EXTRACT —

----------------------------------------

The DPP is entitled to make errors within his constitutional jurisdiction and the decision will not be reviewed solely on the ground that it was based on misapprehension of facts and the law. (Matululu and Anor v. DPP [2003] 4 LRC 712). Further, authority show that courts are generally reluctant to interfere with prosecutorial decisions made within jurisdiction.”
48. It is necessary to also proceed to consider the other separate grounds of opposition to the investigation set out by the Petitioner before making a decision in this petition. It is the Petitioner’s case that the respondents are using their powers to aid the Interested Party and the other plaintiffs steal a match over the Petitioner in the civil cases already filed in court.

----------------------------------------

Excerpts of pointing data —
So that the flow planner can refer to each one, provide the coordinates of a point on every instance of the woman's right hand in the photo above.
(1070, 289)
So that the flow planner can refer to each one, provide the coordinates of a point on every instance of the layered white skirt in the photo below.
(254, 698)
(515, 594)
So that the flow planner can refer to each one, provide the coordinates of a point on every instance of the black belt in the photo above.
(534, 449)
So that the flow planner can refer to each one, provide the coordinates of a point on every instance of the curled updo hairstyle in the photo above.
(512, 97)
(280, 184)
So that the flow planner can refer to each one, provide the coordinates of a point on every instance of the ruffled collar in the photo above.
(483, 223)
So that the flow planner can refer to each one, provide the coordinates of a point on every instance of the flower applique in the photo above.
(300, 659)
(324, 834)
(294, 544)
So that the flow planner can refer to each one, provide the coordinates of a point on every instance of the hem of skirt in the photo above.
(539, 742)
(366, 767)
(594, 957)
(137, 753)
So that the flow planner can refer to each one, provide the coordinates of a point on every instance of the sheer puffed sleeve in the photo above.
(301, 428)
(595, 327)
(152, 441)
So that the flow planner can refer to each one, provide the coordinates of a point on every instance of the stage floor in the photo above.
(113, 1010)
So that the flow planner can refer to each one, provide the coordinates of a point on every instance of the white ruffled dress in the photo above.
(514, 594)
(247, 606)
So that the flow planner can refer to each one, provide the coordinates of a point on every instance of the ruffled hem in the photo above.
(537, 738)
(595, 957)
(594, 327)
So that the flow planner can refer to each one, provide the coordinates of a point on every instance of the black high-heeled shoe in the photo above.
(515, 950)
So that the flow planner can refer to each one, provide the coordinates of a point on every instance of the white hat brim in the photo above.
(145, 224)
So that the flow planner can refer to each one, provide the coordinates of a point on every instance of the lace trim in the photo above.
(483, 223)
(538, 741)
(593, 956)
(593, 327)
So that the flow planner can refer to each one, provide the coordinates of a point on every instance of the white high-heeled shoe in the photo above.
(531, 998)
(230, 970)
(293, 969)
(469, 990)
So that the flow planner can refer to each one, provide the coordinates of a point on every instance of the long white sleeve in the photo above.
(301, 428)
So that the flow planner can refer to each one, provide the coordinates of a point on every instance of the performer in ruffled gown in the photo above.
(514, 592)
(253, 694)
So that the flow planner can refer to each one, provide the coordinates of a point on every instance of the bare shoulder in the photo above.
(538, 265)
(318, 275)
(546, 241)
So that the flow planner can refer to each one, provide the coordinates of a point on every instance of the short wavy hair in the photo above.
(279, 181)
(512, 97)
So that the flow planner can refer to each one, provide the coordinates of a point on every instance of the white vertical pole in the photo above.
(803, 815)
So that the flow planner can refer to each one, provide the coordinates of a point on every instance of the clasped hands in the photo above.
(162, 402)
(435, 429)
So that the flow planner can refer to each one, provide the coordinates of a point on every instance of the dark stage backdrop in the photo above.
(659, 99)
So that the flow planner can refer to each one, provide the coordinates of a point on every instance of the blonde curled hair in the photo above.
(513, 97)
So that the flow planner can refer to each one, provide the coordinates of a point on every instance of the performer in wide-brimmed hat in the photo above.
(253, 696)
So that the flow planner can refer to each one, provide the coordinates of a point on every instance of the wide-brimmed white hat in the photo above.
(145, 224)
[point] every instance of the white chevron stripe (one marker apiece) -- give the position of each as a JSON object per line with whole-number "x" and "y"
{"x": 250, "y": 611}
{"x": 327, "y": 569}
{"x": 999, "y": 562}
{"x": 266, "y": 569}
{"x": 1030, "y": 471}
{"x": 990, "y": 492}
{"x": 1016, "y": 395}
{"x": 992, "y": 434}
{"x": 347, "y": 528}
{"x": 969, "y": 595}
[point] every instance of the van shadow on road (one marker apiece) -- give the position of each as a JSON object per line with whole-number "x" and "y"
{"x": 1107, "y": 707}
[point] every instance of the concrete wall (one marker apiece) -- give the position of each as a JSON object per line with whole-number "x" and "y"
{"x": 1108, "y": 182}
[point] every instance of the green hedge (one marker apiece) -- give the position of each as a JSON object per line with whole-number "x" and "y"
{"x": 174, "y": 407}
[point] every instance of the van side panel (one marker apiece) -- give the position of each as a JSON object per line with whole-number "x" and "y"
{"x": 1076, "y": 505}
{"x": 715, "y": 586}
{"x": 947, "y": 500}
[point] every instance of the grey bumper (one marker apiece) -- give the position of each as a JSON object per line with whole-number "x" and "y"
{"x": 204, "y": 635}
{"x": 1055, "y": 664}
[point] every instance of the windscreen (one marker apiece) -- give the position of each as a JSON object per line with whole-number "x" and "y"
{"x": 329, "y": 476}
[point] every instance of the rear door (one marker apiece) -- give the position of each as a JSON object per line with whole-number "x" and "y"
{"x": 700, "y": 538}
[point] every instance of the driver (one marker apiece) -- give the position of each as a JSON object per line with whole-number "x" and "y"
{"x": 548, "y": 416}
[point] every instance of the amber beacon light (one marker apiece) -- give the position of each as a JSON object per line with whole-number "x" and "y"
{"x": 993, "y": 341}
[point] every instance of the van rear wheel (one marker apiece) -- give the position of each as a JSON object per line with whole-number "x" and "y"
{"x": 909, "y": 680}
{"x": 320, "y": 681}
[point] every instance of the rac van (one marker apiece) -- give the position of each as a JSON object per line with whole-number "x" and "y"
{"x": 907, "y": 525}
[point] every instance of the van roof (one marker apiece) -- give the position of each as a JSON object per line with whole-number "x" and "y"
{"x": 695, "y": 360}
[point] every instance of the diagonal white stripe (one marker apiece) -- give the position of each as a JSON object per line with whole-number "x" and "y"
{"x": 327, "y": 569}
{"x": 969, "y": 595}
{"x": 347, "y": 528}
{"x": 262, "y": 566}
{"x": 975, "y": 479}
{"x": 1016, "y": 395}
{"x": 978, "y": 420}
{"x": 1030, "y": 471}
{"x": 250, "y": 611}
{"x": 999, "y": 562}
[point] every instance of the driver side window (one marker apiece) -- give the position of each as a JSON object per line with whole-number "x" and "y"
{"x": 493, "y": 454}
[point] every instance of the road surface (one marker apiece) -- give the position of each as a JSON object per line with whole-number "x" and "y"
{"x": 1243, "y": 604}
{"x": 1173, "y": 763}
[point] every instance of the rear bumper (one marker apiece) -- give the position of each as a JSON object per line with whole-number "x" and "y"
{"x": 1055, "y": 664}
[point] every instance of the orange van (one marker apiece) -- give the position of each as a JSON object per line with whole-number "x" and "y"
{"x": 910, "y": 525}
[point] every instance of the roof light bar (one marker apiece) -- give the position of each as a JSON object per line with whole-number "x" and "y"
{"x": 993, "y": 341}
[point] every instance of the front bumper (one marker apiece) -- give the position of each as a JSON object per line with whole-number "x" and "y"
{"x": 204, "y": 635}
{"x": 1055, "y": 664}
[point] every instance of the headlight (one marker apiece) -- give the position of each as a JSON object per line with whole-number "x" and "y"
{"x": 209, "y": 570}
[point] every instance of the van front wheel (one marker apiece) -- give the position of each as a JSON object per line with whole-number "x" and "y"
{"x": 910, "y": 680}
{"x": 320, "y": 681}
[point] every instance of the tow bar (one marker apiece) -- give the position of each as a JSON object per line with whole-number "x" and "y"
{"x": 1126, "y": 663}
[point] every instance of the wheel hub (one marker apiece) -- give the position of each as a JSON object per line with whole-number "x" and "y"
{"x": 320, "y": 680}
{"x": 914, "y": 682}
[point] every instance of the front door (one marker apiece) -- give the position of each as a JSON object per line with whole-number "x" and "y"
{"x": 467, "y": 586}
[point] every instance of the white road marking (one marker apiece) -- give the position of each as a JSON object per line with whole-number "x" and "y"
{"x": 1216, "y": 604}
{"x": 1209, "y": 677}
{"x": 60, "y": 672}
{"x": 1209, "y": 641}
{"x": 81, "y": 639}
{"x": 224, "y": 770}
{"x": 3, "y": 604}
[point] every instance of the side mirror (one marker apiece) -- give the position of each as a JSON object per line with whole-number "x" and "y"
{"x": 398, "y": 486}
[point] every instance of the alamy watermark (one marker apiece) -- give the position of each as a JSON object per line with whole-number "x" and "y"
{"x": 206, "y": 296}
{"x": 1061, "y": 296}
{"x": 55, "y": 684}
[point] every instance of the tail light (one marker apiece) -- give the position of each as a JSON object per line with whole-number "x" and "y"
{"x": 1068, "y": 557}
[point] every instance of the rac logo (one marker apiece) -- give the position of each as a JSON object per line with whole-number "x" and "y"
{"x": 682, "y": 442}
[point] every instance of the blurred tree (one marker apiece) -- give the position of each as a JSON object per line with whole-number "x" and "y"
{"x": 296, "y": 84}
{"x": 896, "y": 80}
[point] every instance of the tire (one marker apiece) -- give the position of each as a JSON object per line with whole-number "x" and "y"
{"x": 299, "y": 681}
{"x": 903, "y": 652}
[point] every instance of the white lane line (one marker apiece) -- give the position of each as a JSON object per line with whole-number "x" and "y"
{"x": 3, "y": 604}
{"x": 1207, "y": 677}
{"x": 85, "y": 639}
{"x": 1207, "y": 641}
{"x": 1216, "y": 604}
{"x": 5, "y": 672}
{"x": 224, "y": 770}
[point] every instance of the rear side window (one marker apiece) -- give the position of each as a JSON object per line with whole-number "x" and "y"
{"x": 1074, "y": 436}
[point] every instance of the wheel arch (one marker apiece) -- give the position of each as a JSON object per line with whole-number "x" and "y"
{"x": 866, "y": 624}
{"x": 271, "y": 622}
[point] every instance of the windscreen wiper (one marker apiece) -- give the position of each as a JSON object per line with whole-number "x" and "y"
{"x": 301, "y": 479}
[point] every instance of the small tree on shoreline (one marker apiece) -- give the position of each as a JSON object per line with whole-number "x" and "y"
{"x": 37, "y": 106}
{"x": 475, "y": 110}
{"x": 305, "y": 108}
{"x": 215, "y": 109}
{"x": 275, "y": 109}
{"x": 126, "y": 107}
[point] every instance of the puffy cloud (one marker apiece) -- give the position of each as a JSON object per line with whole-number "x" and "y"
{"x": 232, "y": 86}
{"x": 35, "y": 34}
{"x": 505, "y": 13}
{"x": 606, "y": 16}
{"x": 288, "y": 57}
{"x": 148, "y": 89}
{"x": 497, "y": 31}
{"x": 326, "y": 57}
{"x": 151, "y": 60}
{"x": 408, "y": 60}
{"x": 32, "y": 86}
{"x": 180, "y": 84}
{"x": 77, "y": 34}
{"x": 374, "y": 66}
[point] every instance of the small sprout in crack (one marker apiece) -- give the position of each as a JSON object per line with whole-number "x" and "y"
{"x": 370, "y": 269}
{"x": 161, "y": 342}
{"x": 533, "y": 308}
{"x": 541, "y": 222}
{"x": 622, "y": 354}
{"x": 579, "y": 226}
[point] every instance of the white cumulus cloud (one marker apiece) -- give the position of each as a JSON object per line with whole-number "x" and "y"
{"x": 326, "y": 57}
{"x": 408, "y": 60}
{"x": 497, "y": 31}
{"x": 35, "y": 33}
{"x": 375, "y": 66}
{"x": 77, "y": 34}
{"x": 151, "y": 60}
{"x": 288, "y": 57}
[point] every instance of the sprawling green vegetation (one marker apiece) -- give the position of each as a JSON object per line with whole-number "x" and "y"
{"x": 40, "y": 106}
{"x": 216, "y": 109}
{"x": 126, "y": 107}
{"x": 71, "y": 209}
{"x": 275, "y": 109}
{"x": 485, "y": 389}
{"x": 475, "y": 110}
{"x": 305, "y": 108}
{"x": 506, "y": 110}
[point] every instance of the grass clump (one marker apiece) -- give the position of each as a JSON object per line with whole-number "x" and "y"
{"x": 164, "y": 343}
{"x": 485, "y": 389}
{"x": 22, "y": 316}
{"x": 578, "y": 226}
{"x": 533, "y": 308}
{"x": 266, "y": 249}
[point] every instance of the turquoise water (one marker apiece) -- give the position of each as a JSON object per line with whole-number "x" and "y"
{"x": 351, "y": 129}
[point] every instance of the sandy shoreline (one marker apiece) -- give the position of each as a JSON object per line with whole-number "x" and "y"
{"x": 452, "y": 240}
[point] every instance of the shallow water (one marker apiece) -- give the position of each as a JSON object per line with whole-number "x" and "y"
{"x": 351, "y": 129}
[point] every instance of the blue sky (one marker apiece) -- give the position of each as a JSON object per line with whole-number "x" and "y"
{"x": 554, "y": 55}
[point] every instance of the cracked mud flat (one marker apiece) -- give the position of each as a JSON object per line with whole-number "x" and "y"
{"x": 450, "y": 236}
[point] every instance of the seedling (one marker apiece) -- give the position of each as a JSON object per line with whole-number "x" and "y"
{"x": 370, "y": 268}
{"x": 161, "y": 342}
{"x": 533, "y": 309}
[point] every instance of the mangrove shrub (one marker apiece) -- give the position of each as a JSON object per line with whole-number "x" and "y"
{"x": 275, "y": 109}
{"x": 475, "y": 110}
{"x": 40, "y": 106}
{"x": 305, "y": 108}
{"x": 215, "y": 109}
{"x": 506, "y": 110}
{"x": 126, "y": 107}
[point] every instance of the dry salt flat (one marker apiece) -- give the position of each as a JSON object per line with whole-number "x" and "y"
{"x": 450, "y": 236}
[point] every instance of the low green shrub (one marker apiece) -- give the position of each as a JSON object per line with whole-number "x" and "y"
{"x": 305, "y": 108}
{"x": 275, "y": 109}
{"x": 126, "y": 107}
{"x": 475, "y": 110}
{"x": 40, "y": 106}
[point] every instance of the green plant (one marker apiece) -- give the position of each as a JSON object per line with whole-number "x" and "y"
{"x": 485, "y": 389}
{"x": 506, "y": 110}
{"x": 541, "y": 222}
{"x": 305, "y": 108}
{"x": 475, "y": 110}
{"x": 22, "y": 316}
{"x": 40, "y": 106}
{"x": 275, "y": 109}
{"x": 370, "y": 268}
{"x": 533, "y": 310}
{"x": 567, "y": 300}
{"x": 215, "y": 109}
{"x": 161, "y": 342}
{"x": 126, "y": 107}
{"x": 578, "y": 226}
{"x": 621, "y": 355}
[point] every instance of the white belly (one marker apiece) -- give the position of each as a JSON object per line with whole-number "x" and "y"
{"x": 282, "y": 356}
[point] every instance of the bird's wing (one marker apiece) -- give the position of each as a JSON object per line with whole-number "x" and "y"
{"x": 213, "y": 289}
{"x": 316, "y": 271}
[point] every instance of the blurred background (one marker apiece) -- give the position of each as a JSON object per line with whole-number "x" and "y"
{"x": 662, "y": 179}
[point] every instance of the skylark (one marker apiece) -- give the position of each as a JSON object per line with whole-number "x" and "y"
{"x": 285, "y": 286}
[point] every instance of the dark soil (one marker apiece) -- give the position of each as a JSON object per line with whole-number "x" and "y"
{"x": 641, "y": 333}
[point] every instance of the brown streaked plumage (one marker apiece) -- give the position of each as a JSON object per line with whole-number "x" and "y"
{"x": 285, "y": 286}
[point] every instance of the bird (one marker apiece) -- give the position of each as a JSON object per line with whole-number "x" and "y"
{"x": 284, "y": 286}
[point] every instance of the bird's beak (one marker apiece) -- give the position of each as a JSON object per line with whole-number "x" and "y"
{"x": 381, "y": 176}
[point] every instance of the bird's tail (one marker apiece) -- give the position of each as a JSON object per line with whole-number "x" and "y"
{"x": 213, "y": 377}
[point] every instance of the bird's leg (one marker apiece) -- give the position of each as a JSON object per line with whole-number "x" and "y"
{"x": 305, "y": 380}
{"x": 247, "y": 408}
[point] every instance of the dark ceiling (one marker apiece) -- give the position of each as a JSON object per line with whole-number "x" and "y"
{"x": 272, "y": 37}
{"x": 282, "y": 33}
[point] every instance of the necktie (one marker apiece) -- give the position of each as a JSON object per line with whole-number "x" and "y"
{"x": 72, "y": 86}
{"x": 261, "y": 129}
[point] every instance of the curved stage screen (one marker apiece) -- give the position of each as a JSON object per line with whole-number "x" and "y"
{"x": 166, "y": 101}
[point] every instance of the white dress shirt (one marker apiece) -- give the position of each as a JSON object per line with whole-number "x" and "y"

----------------------------------------

REQUESTS —
1) Rewrite the judgment excerpt between "48. It is necessary" and "filed in court.", inclusive, with "steal a match" changed to "gain an advantage".
2) List every party that paragraph 48 of the judgment excerpt mentions.
3) Continue the judgment excerpt from its last sentence.
The records have no connection to the judgment excerpt.

THE RESPONSES —
1)
48. It is necessary to also proceed to consider the other separate grounds of opposition to the investigation set out by the Petitioner before making a decision in this petition. It is the Petitioner’s case that the respondents are using their powers to aid the Interested Party and the other plaintiffs gain an advantage over the Petitioner in the civil cases already filed in court.

2) the Petitioner, the respondents, the Interested Party, the other plaintiffs

3)
49. It must be stated that the law on this issue has never changed since Kuria & 3 others v Attorney General [2002] 2 KLR 69 when Mulwa, J held that:-
“It cannot be gainsaid that the court has power and indeed the duty to prohibit the continuation of the criminal prosecution if extraneous matters divorced from the goals of justice guide their instigation. It is a duty of the court to ensure that its processes does not degenerate into tools for personal score-settling or vilification on issues not pertaining to that which the system was even formed to perform…
Kuloba J in Floriculture International HC Misc. Civil App No. 114 of 1997 warned, which warning I would concur with, that the machinery of criminal justice is not to be allowed to become a pawn in personal civil feuds and individual vendetta.”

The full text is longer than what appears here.